### OBJETIVO
Reproduce sin ningún cambio las líneas que van desde el inicio de las entradas hasta la línea que contiene "Provide the mask of the <item>audience", incluida esta última.
::: DATOS DE ENTRADA :::
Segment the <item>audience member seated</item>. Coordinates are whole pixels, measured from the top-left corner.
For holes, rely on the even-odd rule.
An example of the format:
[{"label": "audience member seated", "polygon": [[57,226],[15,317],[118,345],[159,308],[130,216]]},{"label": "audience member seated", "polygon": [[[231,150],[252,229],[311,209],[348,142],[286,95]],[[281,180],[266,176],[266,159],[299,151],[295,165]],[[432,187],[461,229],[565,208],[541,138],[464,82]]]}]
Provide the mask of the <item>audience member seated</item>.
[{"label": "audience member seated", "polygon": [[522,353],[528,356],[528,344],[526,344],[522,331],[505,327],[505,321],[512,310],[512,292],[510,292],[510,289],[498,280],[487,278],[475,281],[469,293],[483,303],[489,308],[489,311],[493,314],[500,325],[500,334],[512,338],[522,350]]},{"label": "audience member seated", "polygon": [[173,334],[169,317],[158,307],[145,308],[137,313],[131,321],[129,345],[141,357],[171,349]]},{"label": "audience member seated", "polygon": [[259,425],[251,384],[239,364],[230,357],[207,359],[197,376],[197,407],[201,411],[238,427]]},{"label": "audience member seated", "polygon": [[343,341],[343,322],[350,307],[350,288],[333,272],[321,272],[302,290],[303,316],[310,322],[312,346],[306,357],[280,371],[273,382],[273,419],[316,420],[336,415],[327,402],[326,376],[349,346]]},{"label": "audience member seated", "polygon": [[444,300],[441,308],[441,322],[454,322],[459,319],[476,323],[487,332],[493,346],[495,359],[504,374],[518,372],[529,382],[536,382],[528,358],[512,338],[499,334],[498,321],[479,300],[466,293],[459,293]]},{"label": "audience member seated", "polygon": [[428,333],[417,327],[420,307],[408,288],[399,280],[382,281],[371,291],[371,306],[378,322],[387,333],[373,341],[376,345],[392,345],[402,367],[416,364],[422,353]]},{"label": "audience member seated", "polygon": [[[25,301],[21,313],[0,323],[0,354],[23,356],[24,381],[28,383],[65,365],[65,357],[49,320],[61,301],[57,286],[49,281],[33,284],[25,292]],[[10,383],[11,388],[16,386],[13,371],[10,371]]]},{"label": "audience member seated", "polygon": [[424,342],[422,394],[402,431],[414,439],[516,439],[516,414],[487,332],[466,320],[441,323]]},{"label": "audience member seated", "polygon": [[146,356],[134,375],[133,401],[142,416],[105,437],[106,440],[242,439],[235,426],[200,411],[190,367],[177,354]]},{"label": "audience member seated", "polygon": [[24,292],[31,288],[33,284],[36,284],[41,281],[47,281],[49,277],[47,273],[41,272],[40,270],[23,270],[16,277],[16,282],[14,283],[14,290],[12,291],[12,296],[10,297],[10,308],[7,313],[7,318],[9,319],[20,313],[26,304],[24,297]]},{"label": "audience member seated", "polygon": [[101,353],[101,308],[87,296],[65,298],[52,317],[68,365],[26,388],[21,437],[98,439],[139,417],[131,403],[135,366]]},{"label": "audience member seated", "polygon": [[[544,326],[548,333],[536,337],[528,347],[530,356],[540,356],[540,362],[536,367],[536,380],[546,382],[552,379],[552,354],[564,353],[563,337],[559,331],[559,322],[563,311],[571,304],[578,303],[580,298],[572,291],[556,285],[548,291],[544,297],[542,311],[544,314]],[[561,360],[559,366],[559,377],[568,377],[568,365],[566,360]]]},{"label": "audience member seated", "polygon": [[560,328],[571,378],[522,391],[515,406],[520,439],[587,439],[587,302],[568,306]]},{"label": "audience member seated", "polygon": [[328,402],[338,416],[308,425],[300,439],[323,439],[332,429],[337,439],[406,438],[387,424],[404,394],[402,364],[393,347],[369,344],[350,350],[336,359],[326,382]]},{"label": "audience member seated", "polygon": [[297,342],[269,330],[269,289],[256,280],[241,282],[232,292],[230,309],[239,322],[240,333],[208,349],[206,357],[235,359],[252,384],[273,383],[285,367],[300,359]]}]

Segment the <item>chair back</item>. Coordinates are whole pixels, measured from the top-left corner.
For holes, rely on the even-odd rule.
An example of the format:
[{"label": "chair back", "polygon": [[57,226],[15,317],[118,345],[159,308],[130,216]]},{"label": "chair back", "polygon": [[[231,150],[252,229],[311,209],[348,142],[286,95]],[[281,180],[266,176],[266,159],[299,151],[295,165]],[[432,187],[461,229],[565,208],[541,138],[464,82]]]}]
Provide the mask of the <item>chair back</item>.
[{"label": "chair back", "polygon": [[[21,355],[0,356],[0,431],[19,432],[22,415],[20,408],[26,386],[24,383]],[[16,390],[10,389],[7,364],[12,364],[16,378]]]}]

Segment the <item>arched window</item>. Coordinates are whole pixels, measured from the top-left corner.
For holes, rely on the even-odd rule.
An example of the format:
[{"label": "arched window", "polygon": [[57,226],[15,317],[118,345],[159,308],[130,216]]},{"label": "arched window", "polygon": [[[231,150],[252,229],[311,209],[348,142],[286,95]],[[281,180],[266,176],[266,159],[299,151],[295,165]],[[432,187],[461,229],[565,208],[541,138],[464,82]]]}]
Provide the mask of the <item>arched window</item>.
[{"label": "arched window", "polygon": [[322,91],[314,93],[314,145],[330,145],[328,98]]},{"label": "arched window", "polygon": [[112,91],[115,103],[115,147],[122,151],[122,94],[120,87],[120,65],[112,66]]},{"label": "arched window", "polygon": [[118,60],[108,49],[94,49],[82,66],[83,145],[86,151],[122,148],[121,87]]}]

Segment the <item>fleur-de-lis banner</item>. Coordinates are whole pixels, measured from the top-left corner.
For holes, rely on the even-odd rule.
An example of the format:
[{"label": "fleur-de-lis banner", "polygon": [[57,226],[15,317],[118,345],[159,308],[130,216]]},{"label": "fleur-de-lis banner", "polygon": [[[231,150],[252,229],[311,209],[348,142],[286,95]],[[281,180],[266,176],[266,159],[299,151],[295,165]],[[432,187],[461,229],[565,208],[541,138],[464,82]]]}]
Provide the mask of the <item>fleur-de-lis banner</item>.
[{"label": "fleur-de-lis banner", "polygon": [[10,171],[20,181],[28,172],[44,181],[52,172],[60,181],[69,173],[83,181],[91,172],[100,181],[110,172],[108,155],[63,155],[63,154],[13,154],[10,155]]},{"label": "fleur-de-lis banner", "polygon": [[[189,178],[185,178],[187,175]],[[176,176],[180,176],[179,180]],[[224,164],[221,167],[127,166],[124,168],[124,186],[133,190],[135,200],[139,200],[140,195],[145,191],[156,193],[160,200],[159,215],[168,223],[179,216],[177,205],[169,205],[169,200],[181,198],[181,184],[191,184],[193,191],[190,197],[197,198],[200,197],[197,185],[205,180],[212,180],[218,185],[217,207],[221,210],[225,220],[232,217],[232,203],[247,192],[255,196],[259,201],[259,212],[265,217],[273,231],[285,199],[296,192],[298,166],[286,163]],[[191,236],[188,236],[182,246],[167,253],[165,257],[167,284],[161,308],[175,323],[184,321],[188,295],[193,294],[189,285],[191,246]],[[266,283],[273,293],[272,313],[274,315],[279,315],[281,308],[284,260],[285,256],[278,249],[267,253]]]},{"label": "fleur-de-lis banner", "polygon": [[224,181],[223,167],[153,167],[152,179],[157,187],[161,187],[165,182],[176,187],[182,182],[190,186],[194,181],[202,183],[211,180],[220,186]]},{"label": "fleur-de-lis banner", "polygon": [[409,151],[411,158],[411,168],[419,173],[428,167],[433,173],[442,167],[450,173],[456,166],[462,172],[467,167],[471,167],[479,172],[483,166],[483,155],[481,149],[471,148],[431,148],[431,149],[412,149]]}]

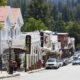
:::
### RESPUESTA FINAL
Segment the <item>audience member seated</item>. Coordinates are whole pixels, measured from the top-left corner.
For holes, rely on the even-odd rule.
An example of the format:
[{"label": "audience member seated", "polygon": [[57,226],[15,317],[118,345],[159,308],[130,216]]},{"label": "audience member seated", "polygon": [[[231,150],[252,229],[311,209],[348,142],[286,95]],[[281,180],[266,176],[266,159],[299,151],[295,165]],[[432,187],[461,229],[565,208],[541,138],[464,82]]]}]
Provide the mask of the <item>audience member seated</item>.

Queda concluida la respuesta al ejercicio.